以下の課題:
1. ハワイ旅行の本文によると、アオキズはマツモト・シェイブアイスから見てどこにあるか。
2. ハワイ旅行の本文を、最後の文の後から書き継げ。

別の日はノースショアのハレイワを目指した。車で1時間強、オアフ島横断の大冒険。緑の山に圧倒されたり茶色い畑の隙間を抜けたり、急に雨が降ったかと思えばまた晴れたりと、田舎道をドライブするのは楽しい。バンクーバーで運転するのはただただストレスで楽しいと思ったことなんか無かったけどハワイで初めてその感覚がわかった。



North Shore Marketplaceに車を停めてアサイーボウルを食べた。朝から全力で暑い日にピッタリ。Coffee Galleryというカフェ、いかにも地元の人がダラダラするスペースといったかんじでいいね。このモールけっこういろんなお店が入ってて、限定商品を売っているpatagoniaでゆっちは甥っ子姪っ子のお土産など爆買いしてました。カナダは旅行の後にお土産を渡す文化がないのよ。本当に大事な人が喜びそうなものがもしあったら買って帰るくらいで、親戚友達みーんなにとか職場にバラマキだとかは無い。てかアメリカとカナダはほとんど売ってるもの同じで為替を考えるとカナダで買ったほうが何でも安いし。一応彼氏にはコーヒー豆とかなんかちょこちょこしたものとか買ったけれど。

ハレイワはショッピングとガーリックシュリンプとシェイブアイスの街。名物のマツモト・シェイブアイス、の真向かいにあるアオキズはほぼ同じものを同じ値段で出しているのに待ち時間少ないし、このプラスチックのスタンドが便利で手がベタベタにならないし、カラフルなイートインスペースがかわいいしでオススメ。わたしのアイスは抹茶、生姜、リリコイ(パッションフルーツ)でシブい彩りなので写真はゆっちのアイスと撮った。


見た目より味重視
自家製生姜シロップが辛くて美味しい

アオキズの看板付近にたくさん生息していたミニ恐竜

一日一ビーチ以上しないと気が済まないので商店街を抜けたHaleiwa Aliʻi Beach Parkを一応覗いてみたけどカイルアビーチの美しさを見た後だとがっかり感が否めない…。岩場なので泳ぐのもこわい。シュノーケルするのにはいいのかも?

十分美しいビーチなのに…
海評価ハードルが上がりきっている我ら

しかしここは野生のウミガメに会えるので有名なビーチらしい。わたしたちもバッチリ見られたよ!なぜ発見できたかというとサマーキャンプの女子高生たちがやってきて引率の先生が指導しているのを又聞きしたからです。一瞬水面に顔を出した程度なので写真は撮れなかったけど縁起が良いね。鶴は千年亀は万年。

早起きしすぎてワイキキに戻ってもまだ早いような日はハッピーアワーを攻略したよ。参考にしたのは→ハワイのハッピーアワー時間割 このサイト本当に便利で旅リサーチに大活躍でした。



ゆっちのビールは$3でわたしのノンアルコールカクテルは$8とはこれいかに…。まあ世の中そういうもんか。ワイキキのど真ん中にできた新しめのモールInternational Market Placeすごくキレイでおしゃれで日本食スーパーも入って便利なのになぜかいつも空いてた。なんで???みんな行ってあげて!3階のレストラン街の店全部オープンエアだしハッピーアワーもやってて使い勝手良いぞ。休憩できるおしゃれな椅子もあちこちに置いてある。

[収集データ一覧]

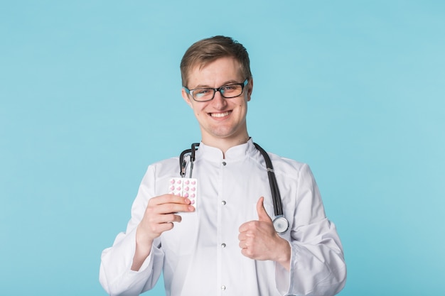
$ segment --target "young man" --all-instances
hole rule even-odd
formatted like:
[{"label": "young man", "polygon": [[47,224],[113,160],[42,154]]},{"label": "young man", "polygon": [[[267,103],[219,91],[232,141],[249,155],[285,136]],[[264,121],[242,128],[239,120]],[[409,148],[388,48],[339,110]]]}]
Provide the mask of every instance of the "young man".
[{"label": "young man", "polygon": [[224,36],[198,41],[181,70],[182,97],[202,135],[196,203],[167,194],[178,158],[150,165],[127,231],[102,253],[105,290],[138,295],[162,271],[167,295],[338,293],[346,278],[341,243],[311,170],[269,153],[289,224],[281,234],[274,228],[269,166],[246,125],[253,80],[245,48]]}]

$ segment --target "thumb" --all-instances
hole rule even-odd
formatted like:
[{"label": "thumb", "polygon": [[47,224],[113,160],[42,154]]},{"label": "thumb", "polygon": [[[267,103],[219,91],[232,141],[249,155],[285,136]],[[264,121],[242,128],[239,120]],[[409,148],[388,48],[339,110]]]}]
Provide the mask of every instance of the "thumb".
[{"label": "thumb", "polygon": [[266,209],[264,209],[264,197],[259,197],[259,199],[258,199],[258,202],[257,202],[257,212],[258,212],[258,220],[272,221],[272,220],[267,214]]}]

各課題の解答:
1. 真向かいにある。

2.
もともとあった大木を活かした
ツリーハウス建築

最後の夜は豪華な外食。International Market Placeに入ってるハワイ料理Eating House 1849 by Roy Yamaguchiへ。バーでちょい飲みしてからテーブルに移るのがスマートさ。もしくはその逆でテーブル→バー。まあ酒飲まないからもうこういう作法意味ないけど…。




大好物の帆立を食べた時はさすがにちょっと白ワインが飲みたくなったけど、目を閉じて二日酔いの地獄を思い出して欲望をコントロール。炭酸水で乾杯。ゆっちと東京で飲み歩いた日々が懐かしい。飲まなくなってもわたしはわたしのままさ。これだけ違う環境で暮らしてても二人はずっと変わらず友達。

最終日はお昼前にAirBnBをチェックアウトし、アラモアナセンターの駐車場に停めた車をロッカー代わりにしてそこを拠点に動いた。何度も言うようだけど車は本当に便利!ゆっちのフライトが午後発でわたしのフライトは夜発だったので一緒に軽くランチをしたら駐車場でサラっとお別れ。ひとりアラモアナビーチを歩きながらゆっちが「うちら死ぬまでにあと何度会えるかねえ」みたいな事を言っていたのを思い出してプチ泣きした。カナダにも友達いるけど、この先何があってもこの子がいたら乗り越えられるとか、逆にこの子のためならできないこと一個もないと思える友達はやっぱりゆっちしかいない。まあ本当はできないこと一個だけあって日本に住むことなんだけど…。ゆっちカナダに引っ越して来ないかな笑。



海辺でKindle読んでたら2020年の選挙はバーニー・サンダース氏を応援してほしいという支援者に話しかけられた。詳しく話を聞きたかったのにカナダ人だから投票はできないと言った途端にすごい勢いで去っていってしまってシュン。あと咄嗟にI'm Canadianという言葉が出たことに自分で驚いた(国籍は今は日本です)。ハワイの地元の人にどこから来たの?と聞かれたら少し返答に困る。I'm originally from Tokyo but currently live in Vancouverが正確か。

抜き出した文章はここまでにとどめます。